:: REQUIRED TASKS ::
**A)** In the article on the Green leader below, since what year has May led the party?
**B)** Shorten the paragraph starting "Although May, 65," in the article on the Green leader below, keeping its main facts.
**C)** Copy the article on the Green leader below word for word, from "May, who has" up to and including "in their ridings.".

:: READING TEXT ::
The Green leader is also not expecting another federal election any time soon.
“I doubt very much that the other parties in Parliament will be prepared to go back to the polls, not on principle but purely on the mechanics of another election and them not being ready,” May said.
“Things didn’t break the way I had thought they might. We would have been the only ones in the House who would be prepared to pull the plug and go to an election over a matter of principle.”
Although May, 65, would again lead the Greens in the unlikely event of a snap election, it would not serve the interests of the party to helm another run four years from now, she said.
“It’s not as if being leader of the Green party is something that I do because I love being leader of the Green party. I love the Green party and this is a service,” she said.
“I think it’s quite unlikely that I’ll be the leader of the Green party going into a future election if it’s on anything like a four-year timing.”
May, who has led the party since 2006, indicated her small caucus B.C. MP Paul Manly and newcomer Jenica Atwin of Fredericton — will have a say in her future.
“I have some choices to make about what best serves the interests of Canada, the interests of the Green party writ large and more specifically the interests of two people that I adore _ Jenica and Paul, who have every reason to be able to weigh in on the decision.”
Regardless, May said, it is “very likely” she will run again in her Saanich Gulf Islands riding.
May recalls feeling despondent in 2015 at heading back to the House as the lone Green MP.
“I don’t feel crushed today, not at all,” she said. “Going back to Parliament as a group of three? We’ve never had that.”
May is also heartened that over 50 Green candidates garnered at least 10 per cent of the vote in their ridings.
“We are now accepted, not in one region but pretty much across Canada, as a viable party. We’re positioned in a way that means, quite solidly, we’re not going away.”

:: DATA SEGMENT ::

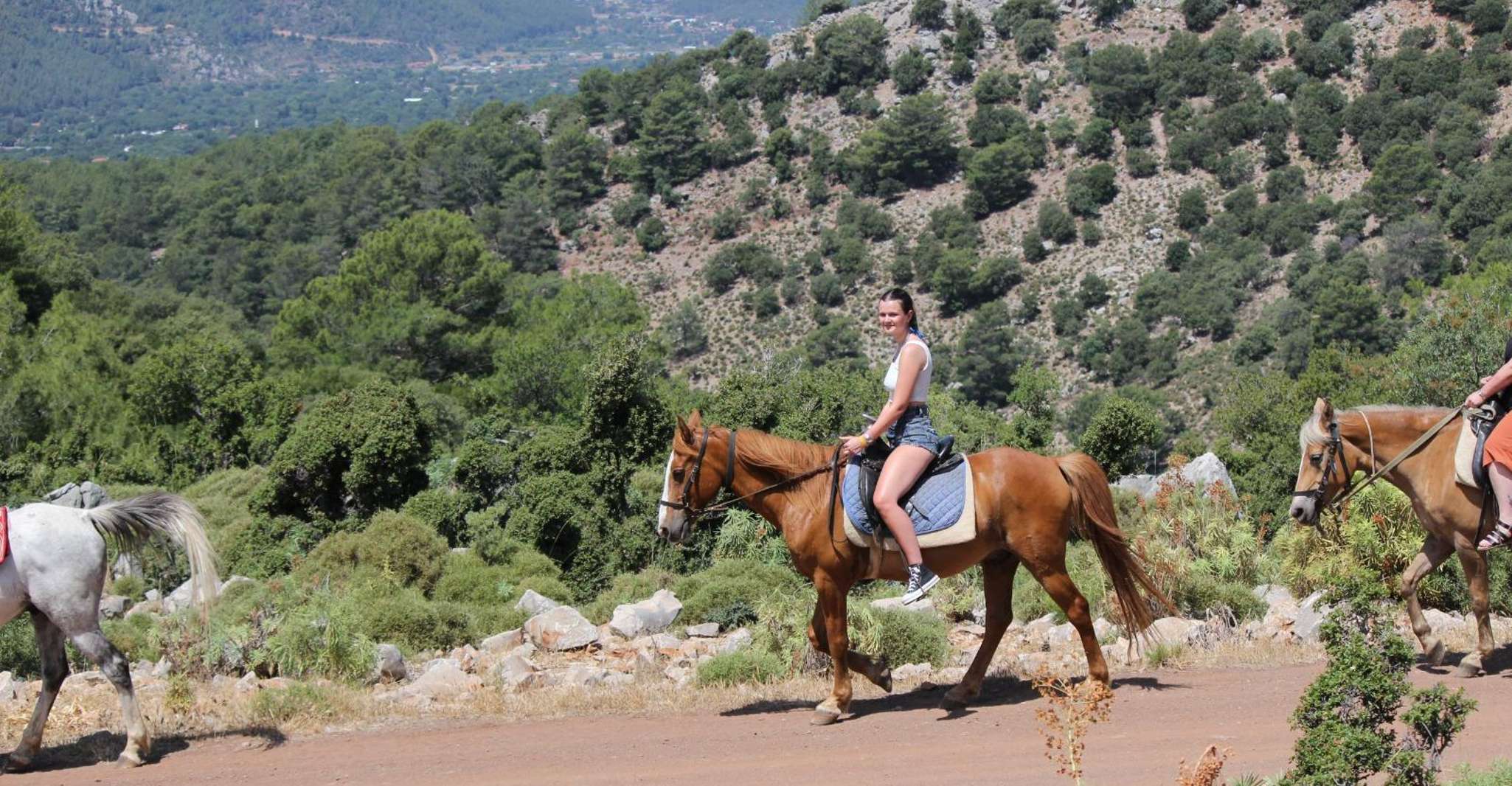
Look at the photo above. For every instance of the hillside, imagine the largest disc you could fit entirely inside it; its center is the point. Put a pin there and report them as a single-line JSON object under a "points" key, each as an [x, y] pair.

:: ANSWER LIST ::
**A)** Since 2006.

**B)** May, 65, would lead the Greens again if a snap election came, but she said leading another campaign four years from now would not serve the party's interests.

**C)**
May, who has led the party since 2006, indicated her small caucus B.C. MP Paul Manly and newcomer Jenica Atwin of Fredericton — will have a say in her future.
“I have some choices to make about what best serves the interests of Canada, the interests of the Green party writ large and more specifically the interests of two people that I adore _ Jenica and Paul, who have every reason to be able to weigh in on the decision.”
Regardless, May said, it is “very likely” she will run again in her Saanich Gulf Islands riding.
May recalls feeling despondent in 2015 at heading back to the House as the lone Green MP.
“I don’t feel crushed today, not at all,” she said. “Going back to Parliament as a group of three? We’ve never had that.”
May is also heartened that over 50 Green candidates garnered at least 10 per cent of the vote in their ridings.